··· Article

MethodAtlas
Lab·replication·8 min read
replication120 minutes

Replication Lab: Synthetic Difference-in-Differences

Replicate the key results from Arkhangelsky et al. (2021) on synthetic difference-in-differences. Simulate a panel with heterogeneous state-specific trends, compare DiD, synthetic control, and SDID, examine the unit and time weight structures, and conduct placebo inference.

LanguagesPython, R, Stata
DatasetSimulated state-level panel matching Arkhangelsky et al. (2021) DGP

Overview

In this replication lab, you will explore the core methodology from a landmark paper in modern causal inference:

Arkhangelsky, Dmitry, Susan Athey, David A. Hirshberg, Guido W. Imbens, and Stefan Wager. 2021. "Synthetic Difference-in-Differences." American Economic Review 111(12): 4088–4118.

Standard difference-in-differences (DiD) assumes parallel trends and gives equal weight to all control units and pre-treatment periods. Synthetic control (SC) optimizes unit weights to match pre-treatment levels but does not difference out common time effects. Synthetic difference-in-differences (SDID) combines the best of both approaches — it reweights control units (like SC) and differences out time effects (like DiD), while also optimizing time weights to concentrate on the most informative pre-treatment periods.

Why the Arkhangelsky et al. (2021) paper matters: It unified two of the most widely used causal inference methods — DiD and synthetic control — into a single framework, providing theoretical guarantees and practical algorithms. Their Monte Carlo evidence and analytical results suggest that SDID tends to perform at least as well as the better of DiD or SC across a range of data-generating processes.

······
··· Records supplied

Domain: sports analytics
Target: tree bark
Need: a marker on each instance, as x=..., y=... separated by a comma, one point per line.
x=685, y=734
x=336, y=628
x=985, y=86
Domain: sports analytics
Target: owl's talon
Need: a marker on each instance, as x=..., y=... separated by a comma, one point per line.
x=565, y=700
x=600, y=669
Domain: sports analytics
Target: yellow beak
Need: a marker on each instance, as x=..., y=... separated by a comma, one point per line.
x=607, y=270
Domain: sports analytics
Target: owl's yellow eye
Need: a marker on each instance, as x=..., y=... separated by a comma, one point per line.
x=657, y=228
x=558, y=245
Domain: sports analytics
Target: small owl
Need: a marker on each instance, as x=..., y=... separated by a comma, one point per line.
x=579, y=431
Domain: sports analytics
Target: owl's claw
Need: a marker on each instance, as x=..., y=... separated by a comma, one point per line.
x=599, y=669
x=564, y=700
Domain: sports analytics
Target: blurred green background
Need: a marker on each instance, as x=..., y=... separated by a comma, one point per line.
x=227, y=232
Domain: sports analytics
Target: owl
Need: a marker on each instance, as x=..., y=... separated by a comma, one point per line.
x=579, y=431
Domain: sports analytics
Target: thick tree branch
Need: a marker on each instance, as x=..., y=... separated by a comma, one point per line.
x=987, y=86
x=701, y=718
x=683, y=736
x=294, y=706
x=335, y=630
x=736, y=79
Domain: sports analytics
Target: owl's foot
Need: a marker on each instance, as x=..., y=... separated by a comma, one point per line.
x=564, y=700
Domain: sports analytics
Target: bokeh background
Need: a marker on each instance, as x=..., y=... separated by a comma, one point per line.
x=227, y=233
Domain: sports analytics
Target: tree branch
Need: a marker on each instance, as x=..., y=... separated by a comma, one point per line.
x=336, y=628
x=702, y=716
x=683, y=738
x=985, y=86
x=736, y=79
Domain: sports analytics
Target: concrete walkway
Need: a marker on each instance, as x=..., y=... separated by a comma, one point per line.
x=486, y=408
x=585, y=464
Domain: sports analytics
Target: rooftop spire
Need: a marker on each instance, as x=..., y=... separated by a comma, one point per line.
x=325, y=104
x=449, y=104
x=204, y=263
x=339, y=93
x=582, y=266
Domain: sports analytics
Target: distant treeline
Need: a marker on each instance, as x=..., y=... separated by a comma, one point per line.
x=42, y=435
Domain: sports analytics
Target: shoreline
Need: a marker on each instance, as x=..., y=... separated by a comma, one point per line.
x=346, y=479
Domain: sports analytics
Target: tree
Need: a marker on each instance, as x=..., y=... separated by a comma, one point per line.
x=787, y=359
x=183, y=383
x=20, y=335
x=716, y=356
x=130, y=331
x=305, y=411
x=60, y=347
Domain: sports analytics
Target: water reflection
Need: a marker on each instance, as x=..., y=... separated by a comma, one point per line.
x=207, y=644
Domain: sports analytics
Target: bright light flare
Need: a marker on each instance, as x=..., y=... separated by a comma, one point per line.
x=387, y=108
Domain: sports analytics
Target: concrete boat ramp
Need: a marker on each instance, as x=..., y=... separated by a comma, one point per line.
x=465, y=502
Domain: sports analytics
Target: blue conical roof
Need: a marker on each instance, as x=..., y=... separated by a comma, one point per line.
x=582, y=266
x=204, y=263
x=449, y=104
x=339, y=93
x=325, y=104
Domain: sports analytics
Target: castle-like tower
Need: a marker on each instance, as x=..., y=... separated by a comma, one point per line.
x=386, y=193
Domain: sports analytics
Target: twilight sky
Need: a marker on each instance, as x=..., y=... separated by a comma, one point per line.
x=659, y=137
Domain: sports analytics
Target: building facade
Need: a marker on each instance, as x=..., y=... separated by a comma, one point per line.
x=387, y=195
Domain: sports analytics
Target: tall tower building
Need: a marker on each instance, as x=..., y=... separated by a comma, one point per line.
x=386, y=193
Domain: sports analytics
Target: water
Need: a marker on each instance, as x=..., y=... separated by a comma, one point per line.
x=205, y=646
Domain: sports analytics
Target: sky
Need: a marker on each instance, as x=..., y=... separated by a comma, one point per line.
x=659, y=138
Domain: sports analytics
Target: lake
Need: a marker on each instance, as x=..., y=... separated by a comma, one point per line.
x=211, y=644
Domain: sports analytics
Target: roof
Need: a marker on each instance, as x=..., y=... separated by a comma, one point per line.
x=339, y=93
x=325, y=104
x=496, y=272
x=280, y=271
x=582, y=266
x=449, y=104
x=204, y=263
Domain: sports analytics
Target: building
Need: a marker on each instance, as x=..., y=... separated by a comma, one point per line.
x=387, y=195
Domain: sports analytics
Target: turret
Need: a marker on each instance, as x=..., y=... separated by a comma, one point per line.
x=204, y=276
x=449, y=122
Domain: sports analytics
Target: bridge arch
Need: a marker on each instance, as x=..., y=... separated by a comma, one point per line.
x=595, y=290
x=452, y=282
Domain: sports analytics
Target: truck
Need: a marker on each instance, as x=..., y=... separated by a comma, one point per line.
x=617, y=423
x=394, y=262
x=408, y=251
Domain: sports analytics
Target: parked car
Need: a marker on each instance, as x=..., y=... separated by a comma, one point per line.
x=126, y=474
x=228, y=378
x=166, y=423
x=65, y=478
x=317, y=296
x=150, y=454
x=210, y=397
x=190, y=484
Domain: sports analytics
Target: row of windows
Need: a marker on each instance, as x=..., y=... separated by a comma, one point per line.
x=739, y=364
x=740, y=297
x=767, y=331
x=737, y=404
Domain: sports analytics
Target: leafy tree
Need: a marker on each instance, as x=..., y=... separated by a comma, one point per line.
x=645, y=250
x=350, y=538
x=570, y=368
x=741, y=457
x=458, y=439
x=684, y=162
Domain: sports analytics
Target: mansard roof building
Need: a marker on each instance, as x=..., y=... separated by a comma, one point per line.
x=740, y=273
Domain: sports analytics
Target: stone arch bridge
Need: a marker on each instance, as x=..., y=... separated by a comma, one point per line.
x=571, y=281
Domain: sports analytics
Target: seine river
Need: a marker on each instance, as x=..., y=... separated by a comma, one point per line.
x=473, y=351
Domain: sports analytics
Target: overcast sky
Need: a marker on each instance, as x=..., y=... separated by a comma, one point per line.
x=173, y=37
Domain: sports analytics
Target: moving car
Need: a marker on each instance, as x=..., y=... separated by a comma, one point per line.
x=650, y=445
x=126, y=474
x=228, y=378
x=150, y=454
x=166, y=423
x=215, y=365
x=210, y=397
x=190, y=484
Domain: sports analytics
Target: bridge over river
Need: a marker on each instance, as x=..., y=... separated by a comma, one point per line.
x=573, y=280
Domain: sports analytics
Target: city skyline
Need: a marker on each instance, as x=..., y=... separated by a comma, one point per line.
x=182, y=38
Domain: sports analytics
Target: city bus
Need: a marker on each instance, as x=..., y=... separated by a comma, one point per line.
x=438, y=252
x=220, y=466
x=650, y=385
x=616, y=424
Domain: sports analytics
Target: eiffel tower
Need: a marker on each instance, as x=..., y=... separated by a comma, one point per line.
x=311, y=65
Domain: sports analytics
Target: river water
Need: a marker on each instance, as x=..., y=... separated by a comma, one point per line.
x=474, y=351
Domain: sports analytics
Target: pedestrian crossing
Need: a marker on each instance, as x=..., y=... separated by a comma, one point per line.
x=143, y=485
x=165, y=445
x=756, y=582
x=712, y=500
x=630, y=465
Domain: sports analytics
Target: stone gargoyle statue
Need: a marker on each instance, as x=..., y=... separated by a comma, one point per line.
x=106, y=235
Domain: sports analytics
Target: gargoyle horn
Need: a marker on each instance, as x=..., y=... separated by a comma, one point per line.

······

#### [Instructions]
1. According to the replication lab overview, in which journal and volume did the synthetic difference-in-differences paper appear?
2. Using the replication lab overview, explain why synthetic difference-in-differences is said to combine the best of standard DiD and synthetic control.
3. Write out the passage of the replication lab overview starting at "Replicate the key" and ending at "conduct placebo inference.".
The material comes from a separate source.

#### [Task answers]
1. American Economic Review, volume 111(12), pages 4088–4118.

2. Like synthetic control, SDID reweights control units. Like DiD, it differences out common time effects. It also optimizes time weights so that the estimate concentrates on the most informative pre-treatment periods.

3.
Replicate the key results from Arkhangelsky et al. (2021) on synthetic difference-in-differences. Simulate a panel with heterogeneous state-specific trends, compare DiD, synthetic control, and SDID, examine the unit and time weight structures, and conduct placebo inference.